• _課題概要_
以下の記録をすべて、「番号」と「内容」の2列からなるMarkdownの表に変換し、各行に行番号と行の記載を入れてください。空行は除き、画像は表に含めないでください。

• _提供記録_
● ● ● ●
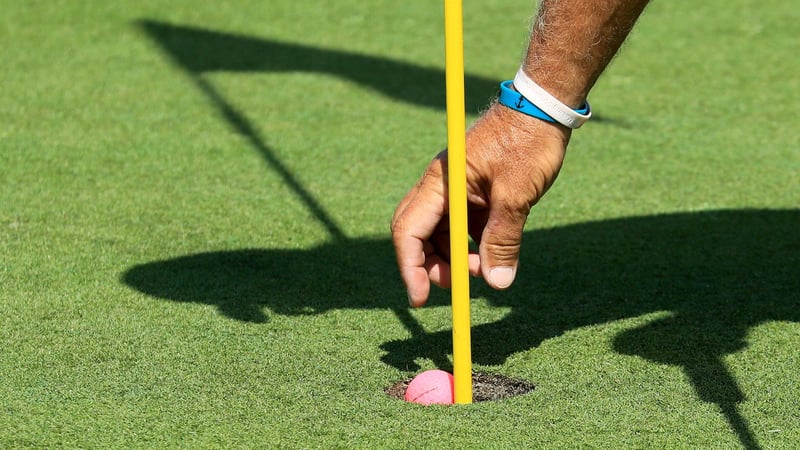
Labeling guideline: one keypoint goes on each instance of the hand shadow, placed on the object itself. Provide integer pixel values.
(718, 273)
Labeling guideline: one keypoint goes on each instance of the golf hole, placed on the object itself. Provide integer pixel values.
(485, 387)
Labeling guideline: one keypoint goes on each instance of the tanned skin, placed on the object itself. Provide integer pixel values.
(512, 158)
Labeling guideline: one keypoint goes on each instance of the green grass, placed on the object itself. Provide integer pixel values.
(194, 205)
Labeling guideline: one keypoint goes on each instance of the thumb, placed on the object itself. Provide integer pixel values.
(500, 243)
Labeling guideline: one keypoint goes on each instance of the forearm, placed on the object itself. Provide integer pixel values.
(573, 41)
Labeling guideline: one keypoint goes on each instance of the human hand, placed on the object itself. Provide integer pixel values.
(512, 159)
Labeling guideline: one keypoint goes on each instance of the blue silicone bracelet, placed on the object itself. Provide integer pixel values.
(516, 101)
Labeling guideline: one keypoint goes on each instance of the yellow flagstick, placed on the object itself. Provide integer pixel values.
(457, 181)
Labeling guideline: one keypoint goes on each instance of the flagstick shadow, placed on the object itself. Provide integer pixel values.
(740, 264)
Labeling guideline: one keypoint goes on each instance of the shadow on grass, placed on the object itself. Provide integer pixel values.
(199, 50)
(717, 273)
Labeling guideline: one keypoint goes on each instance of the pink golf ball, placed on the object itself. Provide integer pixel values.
(431, 387)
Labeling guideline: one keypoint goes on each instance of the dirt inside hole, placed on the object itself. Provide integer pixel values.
(485, 387)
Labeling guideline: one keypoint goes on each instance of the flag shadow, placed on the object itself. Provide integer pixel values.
(718, 273)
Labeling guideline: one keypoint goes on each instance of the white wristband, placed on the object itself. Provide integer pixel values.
● ● ● ●
• _出力_
| 番号 | 内容 |
|---|---|
| 1 | Labeling guideline: one keypoint goes on each instance of the hand shadow, placed on the object itself. Provide integer pixel values. |
| 2 | (718, 273) |
| 3 | Labeling guideline: one keypoint goes on each instance of the golf hole, placed on the object itself. Provide integer pixel values. |
| 4 | (485, 387) |
| 5 | Labeling guideline: one keypoint goes on each instance of the tanned skin, placed on the object itself. Provide integer pixel values. |
| 6 | (512, 158) |
| 7 | Labeling guideline: one keypoint goes on each instance of the green grass, placed on the object itself. Provide integer pixel values. |
| 8 | (194, 205) |
| 9 | Labeling guideline: one keypoint goes on each instance of the thumb, placed on the object itself. Provide integer pixel values. |
| 10 | (500, 243) |
| 11 | Labeling guideline: one keypoint goes on each instance of the forearm, placed on the object itself. Provide integer pixel values. |
| 12 | (573, 41) |
| 13 | Labeling guideline: one keypoint goes on each instance of the human hand, placed on the object itself. Provide integer pixel values. |
| 14 | (512, 159) |
| 15 | Labeling guideline: one keypoint goes on each instance of the blue silicone bracelet, placed on the object itself. Provide integer pixel values. |
| 16 | (516, 101) |
| 17 | Labeling guideline: one keypoint goes on each instance of the yellow flagstick, placed on the object itself. Provide integer pixel values. |
| 18 | (457, 181) |
| 19 | Labeling guideline: one keypoint goes on each instance of the flagstick shadow, placed on the object itself. Provide integer pixel values. |
| 20 | (740, 264) |
| 21 | Labeling guideline: one keypoint goes on each instance of the shadow on grass, placed on the object itself. Provide integer pixel values. |
| 22 | (199, 50) |
| 23 | (717, 273) |
| 24 | Labeling guideline: one keypoint goes on each instance of the pink golf ball, placed on the object itself. Provide integer pixel values. |
| 25 | (431, 387) |
| 26 | Labeling guideline: one keypoint goes on each instance of the dirt inside hole, placed on the object itself. Provide integer pixel values. |
| 27 | (485, 387) |
| 28 | Labeling guideline: one keypoint goes on each instance of the flag shadow, placed on the object itself. Provide integer pixel values. |
| 29 | (718, 273) |
| 30 | Labeling guideline: one keypoint goes on each instance of the white wristband, placed on the object itself. Provide integer pixel values. |